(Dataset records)
--- Start ---

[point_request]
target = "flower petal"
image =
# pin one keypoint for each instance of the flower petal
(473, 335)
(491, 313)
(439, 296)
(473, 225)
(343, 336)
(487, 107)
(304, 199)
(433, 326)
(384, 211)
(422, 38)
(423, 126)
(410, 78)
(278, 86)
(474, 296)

--- End ---

__Exercise task__
Please retype all the lines of the records above without any changes.

__Solution for this problem__
[point_request]
target = "flower petal"
image =
# pin one keypoint for each instance of the flower petal
(473, 335)
(491, 313)
(439, 296)
(473, 225)
(343, 336)
(487, 107)
(304, 199)
(433, 326)
(384, 211)
(422, 38)
(423, 126)
(410, 78)
(278, 86)
(474, 296)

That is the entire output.